• _Short exercise_
Scale the records from the line containing "Place one keypoint on each instance of the front door" through the end of the records, both ends included, and give back only those lines, requests too. Multiply every coordinate in the answers by 1.05 and round each result to a whole number, rounding halves up.

>> Start

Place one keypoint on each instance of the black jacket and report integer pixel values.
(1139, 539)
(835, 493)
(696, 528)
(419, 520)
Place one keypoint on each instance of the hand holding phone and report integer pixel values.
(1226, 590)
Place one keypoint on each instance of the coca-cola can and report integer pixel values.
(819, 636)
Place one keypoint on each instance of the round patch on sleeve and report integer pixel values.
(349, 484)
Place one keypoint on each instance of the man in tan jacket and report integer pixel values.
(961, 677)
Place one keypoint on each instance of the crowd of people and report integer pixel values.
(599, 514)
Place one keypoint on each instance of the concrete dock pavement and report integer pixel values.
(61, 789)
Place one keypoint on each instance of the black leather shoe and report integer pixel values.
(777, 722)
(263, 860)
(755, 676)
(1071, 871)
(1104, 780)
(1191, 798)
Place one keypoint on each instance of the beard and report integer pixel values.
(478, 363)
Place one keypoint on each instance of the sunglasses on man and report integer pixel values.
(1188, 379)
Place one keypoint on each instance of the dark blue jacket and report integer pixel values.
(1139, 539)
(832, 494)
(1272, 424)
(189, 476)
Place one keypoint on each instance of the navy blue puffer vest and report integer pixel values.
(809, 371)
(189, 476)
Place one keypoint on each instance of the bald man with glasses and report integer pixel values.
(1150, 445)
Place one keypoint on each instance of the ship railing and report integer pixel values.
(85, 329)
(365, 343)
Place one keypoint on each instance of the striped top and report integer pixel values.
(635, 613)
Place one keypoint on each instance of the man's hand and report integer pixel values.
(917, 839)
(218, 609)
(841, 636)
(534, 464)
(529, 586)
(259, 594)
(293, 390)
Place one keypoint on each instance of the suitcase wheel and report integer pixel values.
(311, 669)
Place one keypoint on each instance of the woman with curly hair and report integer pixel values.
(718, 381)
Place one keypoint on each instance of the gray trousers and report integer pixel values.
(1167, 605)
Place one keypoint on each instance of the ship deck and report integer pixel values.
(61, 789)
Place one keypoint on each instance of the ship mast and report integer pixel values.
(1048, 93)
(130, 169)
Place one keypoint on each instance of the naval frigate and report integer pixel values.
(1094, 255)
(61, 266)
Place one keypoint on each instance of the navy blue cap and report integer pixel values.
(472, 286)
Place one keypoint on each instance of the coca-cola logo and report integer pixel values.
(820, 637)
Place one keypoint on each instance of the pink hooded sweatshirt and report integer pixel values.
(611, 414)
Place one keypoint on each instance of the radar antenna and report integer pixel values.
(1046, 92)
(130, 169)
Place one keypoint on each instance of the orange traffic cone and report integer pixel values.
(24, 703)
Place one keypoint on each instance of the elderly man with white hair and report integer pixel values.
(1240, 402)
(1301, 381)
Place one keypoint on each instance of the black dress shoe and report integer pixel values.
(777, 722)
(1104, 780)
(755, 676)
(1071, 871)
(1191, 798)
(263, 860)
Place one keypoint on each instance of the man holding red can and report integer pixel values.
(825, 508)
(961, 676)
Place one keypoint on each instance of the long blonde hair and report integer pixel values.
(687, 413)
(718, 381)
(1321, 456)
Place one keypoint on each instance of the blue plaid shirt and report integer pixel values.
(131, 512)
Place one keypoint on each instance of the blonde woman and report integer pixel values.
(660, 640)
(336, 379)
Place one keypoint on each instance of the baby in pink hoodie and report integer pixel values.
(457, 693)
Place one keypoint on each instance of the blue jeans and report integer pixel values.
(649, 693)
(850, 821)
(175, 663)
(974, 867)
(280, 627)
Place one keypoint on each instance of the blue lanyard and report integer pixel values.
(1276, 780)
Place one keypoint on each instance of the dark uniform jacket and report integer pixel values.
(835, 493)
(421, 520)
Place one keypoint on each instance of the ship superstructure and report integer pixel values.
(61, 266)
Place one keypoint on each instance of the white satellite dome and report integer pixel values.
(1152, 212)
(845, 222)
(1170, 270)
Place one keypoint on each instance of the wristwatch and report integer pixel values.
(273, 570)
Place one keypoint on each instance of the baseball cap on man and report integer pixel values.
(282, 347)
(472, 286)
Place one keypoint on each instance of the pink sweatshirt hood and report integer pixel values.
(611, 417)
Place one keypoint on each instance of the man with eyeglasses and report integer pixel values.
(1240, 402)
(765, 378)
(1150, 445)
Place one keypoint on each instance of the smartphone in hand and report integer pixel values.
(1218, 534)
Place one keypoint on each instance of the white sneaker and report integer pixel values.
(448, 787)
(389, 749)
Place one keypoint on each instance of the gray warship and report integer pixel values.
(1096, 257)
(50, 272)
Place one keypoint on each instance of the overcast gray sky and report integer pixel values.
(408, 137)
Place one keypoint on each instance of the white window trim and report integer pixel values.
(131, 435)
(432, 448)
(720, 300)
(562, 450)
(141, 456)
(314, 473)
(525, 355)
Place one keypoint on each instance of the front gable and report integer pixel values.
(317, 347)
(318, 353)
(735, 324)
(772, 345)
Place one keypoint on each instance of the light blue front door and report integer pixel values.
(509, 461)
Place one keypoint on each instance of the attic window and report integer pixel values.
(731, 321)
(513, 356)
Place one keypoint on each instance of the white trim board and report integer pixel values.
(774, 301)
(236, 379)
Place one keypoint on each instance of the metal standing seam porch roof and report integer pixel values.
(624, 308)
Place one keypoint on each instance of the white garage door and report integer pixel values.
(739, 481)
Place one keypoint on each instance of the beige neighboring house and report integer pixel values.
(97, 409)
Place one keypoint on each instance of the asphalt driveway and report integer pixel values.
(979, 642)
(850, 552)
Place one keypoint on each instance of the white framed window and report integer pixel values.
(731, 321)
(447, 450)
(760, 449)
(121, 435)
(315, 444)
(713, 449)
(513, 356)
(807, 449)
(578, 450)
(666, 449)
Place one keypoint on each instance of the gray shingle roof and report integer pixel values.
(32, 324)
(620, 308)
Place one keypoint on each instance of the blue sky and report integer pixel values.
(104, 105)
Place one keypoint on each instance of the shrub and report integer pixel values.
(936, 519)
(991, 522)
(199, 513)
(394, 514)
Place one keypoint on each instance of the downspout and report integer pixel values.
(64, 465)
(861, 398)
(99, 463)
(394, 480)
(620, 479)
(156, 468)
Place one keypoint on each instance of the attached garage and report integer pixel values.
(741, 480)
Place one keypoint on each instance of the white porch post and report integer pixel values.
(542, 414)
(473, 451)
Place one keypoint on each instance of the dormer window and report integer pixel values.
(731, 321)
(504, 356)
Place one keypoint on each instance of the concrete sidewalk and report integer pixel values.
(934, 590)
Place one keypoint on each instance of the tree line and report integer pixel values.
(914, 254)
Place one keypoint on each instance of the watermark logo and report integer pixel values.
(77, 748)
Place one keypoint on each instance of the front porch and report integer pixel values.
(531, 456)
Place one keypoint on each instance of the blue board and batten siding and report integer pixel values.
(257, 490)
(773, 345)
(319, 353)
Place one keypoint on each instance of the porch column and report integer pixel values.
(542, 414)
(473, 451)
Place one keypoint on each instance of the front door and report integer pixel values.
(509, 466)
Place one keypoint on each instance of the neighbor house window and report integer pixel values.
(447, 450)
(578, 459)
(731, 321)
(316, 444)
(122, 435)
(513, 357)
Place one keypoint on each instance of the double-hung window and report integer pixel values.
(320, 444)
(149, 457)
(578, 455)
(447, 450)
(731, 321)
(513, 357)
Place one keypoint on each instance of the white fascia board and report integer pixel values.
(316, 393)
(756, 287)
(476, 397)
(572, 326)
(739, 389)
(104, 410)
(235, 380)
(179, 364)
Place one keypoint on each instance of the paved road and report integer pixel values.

>> End

• _Right answer_
Place one keypoint on each instance of the front door and report integer pixel values.
(534, 489)
Place one keypoint on each instance of the neighbor house window and report integer pixel values.
(469, 473)
(607, 482)
(768, 337)
(332, 466)
(128, 457)
(539, 375)
Place one keypoint on each instance of the double-hung window and report integer pixel values.
(336, 466)
(156, 480)
(607, 478)
(469, 473)
(768, 337)
(539, 375)
Place one keypoint on each instance of the white fascia board and report integer pixel values.
(332, 413)
(794, 301)
(500, 417)
(601, 342)
(776, 408)
(109, 431)
(247, 399)
(188, 382)
Place one keypoint on each instance of the paved road and report integer pixel values.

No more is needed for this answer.